## STATED GOAL 1
Transcribe the passage from the SVDLIBC thread below, beginning at the words "Sorry for the" and stopping after "shape=(0, 4), dtype=float64))".

#### SOURCE PASSAGE

Sorry for the delay. I don't know if it's related, but at least 0.1.8 behaves the same in my machine. The only difference is that it doesn't throw an exception, but returns an array with invalid shape (so it's SVDLIBC returning no singular values).

This seems a SVDLIBC problem.

In [1]: import numpy as np, sparsesvd, scipy.sparse

In [2]: sparsesvd.sparsesvd(scipy.sparse.csc_matrix(np.diag([1,2,2,1])), 2)
Out[2]: 
(array([], shape=(0, 4), dtype=float64),
 array([], dtype=float64),
 array([], shape=(0, 4), dtype=float64))

In [3]: sparsesvd.sparsesvd(scipy.sparse.csc_matrix(np.diag([1,2,2.1,1])), 2)
Out[3]: 
(array([[ -2.58143374e-20,   8.98751972e-16,  -1.00000000e+00,
         -1.32169408e-17],
       [ -6.77626358e-21,  -1.00000000e+00,  -8.16013923e-16,
         -2.77555756e-17]]),
 array([ 2.1,  2. ]),
 array([[ -5.42101086e-20,   9.43689571e-16,  -1.00000000e+00,
         -2.77555756e-17],
       [ -1.35525272e-20,  -1.00000000e+00,  -7.77156117e-16,
         -5.55111512e-17]]))
piskvorky commented 11 years ago

Aha, ok, thanks. I'll have to investigate more thoroughly then :)

I'll check to see if vanilla SVDLIBC behaves the same way too (no Python), and then it's debugging time...

piskvorky commented 11 years ago

I debugged, and the problem seems to be somewhere deep inside LAS2. The error bounds (bnd array coming out of lanso) are rubbish in face of algebraic multiplicity, although the ritz values are fine. The large bounds lead to ritz values being classified as "unstabilized" => errors later on.

This appears to be the root of all the other reported issues with sparsesvd as well: #1, #3 .

I tried comparing SVDLIBC (=Doug Rohde's version) against SVDPACKC (the original Michael Berry's version), but didn't notice any relevant difference in the code. So this possibly happens with SVDPACKC as well, which is really strange.

########
#### TASK INPUT

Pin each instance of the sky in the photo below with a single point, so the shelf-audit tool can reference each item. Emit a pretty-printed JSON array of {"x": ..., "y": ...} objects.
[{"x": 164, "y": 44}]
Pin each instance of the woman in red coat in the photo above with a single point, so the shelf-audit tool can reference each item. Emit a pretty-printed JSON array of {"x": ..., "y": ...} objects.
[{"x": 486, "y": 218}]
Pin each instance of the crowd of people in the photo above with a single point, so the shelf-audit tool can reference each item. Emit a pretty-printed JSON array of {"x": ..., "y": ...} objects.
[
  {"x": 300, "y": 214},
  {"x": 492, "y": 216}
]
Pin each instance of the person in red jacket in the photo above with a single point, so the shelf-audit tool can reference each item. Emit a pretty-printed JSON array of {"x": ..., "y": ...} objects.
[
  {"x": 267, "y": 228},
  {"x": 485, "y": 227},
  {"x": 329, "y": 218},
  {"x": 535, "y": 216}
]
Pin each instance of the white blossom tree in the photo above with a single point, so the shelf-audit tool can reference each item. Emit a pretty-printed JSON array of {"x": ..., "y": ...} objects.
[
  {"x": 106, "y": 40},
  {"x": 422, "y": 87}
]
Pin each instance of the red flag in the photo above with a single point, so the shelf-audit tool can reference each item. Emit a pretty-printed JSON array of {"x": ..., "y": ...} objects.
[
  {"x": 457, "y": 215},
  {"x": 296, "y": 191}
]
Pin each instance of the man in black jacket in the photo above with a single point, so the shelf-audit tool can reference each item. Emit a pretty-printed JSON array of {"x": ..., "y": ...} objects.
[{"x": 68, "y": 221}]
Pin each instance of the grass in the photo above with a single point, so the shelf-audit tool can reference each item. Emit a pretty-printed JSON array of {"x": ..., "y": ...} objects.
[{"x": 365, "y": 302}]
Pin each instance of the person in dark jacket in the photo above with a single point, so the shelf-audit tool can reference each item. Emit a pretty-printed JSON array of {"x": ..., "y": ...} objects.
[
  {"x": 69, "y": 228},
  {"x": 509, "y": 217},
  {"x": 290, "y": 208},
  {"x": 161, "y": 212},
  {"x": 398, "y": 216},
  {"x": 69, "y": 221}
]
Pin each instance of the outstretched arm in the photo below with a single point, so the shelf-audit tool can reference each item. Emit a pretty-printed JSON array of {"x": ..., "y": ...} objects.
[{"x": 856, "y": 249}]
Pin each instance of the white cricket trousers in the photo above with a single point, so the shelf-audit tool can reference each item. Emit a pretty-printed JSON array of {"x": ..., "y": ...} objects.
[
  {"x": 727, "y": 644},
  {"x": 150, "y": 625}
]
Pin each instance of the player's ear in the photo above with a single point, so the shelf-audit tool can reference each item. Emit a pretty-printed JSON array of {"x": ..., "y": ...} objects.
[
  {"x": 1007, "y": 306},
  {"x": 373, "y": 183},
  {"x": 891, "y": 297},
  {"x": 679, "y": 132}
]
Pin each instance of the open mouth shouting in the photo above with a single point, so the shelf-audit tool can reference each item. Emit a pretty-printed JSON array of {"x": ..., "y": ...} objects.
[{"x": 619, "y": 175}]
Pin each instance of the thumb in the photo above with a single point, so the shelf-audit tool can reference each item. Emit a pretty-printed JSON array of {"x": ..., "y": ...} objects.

########

## STATED GOAL 2
Rewrite the listing from the line containing "Pin each instance of the white cricket" through the end of the listing, replacing "shelf-audit tool" with "inventory tool" throughout and changing nothing else. Give only those lines.

## FINISHED ANSWER 1
Sorry for the delay. I don't know if it's related, but at least 0.1.8 behaves the same in my machine. The only difference is that it doesn't throw an exception, but returns an array with invalid shape (so it's SVDLIBC returning no singular values).

This seems a SVDLIBC problem.

In [1]: import numpy as np, sparsesvd, scipy.sparse

In [2]: sparsesvd.sparsesvd(scipy.sparse.csc_matrix(np.diag([1,2,2,1])), 2)
Out[2]: 
(array([], shape=(0, 4), dtype=float64),
 array([], dtype=float64),
 array([], shape=(0, 4), dtype=float64))

## FINISHED ANSWER 2
Pin each instance of the white cricket trousers in the photo above with a single point, so the inventory tool can reference each item. Emit a pretty-printed JSON array of {"x": ..., "y": ...} objects.
[
  {"x": 727, "y": 644},
  {"x": 150, "y": 625}
]
Pin each instance of the player's ear in the photo above with a single point, so the inventory tool can reference each item. Emit a pretty-printed JSON array of {"x": ..., "y": ...} objects.
[
  {"x": 1007, "y": 306},
  {"x": 373, "y": 183},
  {"x": 891, "y": 297},
  {"x": 679, "y": 132}
]
Pin each instance of the open mouth shouting in the photo above with a single point, so the inventory tool can reference each item. Emit a pretty-printed JSON array of {"x": ..., "y": ...} objects.
[{"x": 619, "y": 175}]
Pin each instance of the thumb in the photo above with a single point, so the inventory tool can reference each item. Emit a pretty-printed JSON array of {"x": ..., "y": ...} objects.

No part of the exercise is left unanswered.